- PROBLEM REQUIREMENTS
Go through the lines below and copy out only the ones that contain the word "back".

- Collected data
━━━━━━

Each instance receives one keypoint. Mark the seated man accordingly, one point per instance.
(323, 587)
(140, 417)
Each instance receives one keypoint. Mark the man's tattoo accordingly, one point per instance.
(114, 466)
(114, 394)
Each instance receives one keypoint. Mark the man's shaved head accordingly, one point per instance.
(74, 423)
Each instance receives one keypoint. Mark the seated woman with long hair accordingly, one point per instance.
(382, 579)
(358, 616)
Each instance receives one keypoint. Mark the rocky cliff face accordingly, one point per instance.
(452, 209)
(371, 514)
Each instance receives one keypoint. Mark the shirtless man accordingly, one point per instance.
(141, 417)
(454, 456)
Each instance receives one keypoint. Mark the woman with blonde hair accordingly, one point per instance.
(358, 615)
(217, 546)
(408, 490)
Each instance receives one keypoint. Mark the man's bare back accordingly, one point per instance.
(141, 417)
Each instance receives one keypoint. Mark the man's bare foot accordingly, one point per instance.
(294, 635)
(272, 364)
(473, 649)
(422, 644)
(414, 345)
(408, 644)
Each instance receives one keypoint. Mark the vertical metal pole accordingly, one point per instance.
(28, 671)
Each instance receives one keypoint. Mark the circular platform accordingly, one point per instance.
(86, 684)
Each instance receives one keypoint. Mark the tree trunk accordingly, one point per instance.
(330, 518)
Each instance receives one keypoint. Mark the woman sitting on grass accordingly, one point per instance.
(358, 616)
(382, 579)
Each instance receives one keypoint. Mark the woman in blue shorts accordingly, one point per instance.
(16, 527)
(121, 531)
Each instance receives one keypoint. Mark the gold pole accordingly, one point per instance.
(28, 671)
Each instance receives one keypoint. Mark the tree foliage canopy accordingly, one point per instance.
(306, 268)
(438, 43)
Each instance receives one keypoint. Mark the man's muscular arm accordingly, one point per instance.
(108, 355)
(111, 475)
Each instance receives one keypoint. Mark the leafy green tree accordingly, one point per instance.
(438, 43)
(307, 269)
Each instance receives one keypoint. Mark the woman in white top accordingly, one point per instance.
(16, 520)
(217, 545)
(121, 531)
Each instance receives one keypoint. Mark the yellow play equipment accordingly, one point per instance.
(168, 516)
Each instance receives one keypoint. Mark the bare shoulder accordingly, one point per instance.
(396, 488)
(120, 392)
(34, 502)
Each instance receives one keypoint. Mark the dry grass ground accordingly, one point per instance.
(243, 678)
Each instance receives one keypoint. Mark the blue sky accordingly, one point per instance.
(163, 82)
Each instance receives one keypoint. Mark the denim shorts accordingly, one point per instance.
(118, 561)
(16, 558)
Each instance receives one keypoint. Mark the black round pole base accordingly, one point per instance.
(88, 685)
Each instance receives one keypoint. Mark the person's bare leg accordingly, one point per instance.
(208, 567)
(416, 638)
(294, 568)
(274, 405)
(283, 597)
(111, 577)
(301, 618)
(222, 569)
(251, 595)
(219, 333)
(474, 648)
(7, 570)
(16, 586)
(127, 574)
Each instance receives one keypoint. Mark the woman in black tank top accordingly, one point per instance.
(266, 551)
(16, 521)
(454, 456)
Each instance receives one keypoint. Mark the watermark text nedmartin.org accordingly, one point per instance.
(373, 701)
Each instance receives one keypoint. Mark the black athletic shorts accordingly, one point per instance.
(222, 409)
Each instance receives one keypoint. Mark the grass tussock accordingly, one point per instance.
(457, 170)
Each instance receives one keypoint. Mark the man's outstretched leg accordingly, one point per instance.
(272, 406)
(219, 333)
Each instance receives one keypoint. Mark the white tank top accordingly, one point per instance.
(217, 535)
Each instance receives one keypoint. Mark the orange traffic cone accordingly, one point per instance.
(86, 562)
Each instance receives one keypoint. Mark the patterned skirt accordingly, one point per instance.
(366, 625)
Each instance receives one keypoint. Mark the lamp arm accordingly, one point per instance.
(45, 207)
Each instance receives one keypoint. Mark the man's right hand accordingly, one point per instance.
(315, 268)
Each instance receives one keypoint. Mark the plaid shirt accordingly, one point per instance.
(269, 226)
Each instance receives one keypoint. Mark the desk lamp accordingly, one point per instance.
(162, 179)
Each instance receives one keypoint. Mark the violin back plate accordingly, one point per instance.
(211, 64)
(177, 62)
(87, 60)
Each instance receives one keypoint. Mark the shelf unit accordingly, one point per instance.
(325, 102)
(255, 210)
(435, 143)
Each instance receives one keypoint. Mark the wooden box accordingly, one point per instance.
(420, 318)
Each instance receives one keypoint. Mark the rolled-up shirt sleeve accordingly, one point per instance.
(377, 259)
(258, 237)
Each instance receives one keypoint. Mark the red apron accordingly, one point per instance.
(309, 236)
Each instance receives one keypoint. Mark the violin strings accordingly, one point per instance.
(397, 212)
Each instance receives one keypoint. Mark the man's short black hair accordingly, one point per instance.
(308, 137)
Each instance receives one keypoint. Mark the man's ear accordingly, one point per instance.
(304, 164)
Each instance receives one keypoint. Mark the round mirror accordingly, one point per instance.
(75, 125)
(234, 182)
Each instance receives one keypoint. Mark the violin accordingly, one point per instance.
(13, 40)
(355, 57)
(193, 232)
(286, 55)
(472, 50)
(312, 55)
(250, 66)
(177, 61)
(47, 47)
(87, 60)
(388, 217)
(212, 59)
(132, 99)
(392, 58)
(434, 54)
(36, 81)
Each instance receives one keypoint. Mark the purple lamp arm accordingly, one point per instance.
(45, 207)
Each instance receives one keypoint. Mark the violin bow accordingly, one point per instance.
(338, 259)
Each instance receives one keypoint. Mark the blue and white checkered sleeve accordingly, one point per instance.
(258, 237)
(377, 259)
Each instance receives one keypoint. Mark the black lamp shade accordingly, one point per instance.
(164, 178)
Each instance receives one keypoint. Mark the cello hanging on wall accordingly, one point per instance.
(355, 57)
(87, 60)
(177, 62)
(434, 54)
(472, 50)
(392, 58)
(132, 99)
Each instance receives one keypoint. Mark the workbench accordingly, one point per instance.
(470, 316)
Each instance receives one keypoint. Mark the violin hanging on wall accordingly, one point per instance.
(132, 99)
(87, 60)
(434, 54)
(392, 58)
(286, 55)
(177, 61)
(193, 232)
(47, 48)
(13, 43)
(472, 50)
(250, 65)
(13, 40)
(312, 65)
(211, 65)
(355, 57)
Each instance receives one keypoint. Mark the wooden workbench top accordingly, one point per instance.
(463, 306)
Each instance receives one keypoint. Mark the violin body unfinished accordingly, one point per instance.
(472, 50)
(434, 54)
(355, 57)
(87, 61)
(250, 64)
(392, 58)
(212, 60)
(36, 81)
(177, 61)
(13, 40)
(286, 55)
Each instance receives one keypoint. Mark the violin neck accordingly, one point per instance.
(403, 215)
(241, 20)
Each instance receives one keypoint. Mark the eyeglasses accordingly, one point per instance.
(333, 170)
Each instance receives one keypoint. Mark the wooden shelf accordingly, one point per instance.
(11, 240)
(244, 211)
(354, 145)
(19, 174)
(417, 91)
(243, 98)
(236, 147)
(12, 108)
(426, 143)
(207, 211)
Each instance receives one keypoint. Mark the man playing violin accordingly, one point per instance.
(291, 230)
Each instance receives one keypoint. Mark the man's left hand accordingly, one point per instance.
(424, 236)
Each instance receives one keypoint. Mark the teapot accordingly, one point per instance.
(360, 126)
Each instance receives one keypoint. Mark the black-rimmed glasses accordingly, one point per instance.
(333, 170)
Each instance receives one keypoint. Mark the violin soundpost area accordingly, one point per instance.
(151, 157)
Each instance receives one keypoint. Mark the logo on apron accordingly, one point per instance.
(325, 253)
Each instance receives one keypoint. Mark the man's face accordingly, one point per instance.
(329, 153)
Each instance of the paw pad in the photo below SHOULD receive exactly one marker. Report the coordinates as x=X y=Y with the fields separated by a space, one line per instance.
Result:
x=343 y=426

━━━━━━

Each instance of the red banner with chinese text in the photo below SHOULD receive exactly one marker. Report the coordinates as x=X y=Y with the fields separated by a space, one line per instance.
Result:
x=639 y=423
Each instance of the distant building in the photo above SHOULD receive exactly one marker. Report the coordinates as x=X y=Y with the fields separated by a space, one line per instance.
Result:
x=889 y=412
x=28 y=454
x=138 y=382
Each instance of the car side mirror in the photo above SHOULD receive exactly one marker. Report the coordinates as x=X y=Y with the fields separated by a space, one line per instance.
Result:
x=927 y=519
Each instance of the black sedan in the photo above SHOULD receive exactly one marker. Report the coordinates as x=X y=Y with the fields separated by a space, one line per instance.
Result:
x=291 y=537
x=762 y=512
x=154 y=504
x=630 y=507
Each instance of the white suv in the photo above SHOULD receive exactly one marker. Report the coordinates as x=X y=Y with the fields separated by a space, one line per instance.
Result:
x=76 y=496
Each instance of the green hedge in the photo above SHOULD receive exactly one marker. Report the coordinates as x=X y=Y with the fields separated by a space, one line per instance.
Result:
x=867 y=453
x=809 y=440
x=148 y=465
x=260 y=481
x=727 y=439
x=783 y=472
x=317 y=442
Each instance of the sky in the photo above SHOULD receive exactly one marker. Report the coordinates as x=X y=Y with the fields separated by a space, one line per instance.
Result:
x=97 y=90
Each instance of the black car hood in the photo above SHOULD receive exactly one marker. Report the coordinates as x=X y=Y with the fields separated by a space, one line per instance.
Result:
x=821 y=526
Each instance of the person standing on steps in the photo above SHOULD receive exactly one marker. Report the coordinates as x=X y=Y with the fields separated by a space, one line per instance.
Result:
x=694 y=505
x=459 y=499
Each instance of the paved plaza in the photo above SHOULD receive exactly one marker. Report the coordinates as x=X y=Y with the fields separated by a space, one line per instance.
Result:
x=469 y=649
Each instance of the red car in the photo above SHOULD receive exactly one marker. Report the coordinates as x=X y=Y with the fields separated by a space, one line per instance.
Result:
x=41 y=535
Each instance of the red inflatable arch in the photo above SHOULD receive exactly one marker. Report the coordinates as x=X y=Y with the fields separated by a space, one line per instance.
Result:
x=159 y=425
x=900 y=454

━━━━━━

- SOLUTION
Each instance receives one keypoint. Mark the man's bare back accordingly, one point per instance.
Each instance receives one keypoint. Mark the violin back plate accordingly, one point per instance.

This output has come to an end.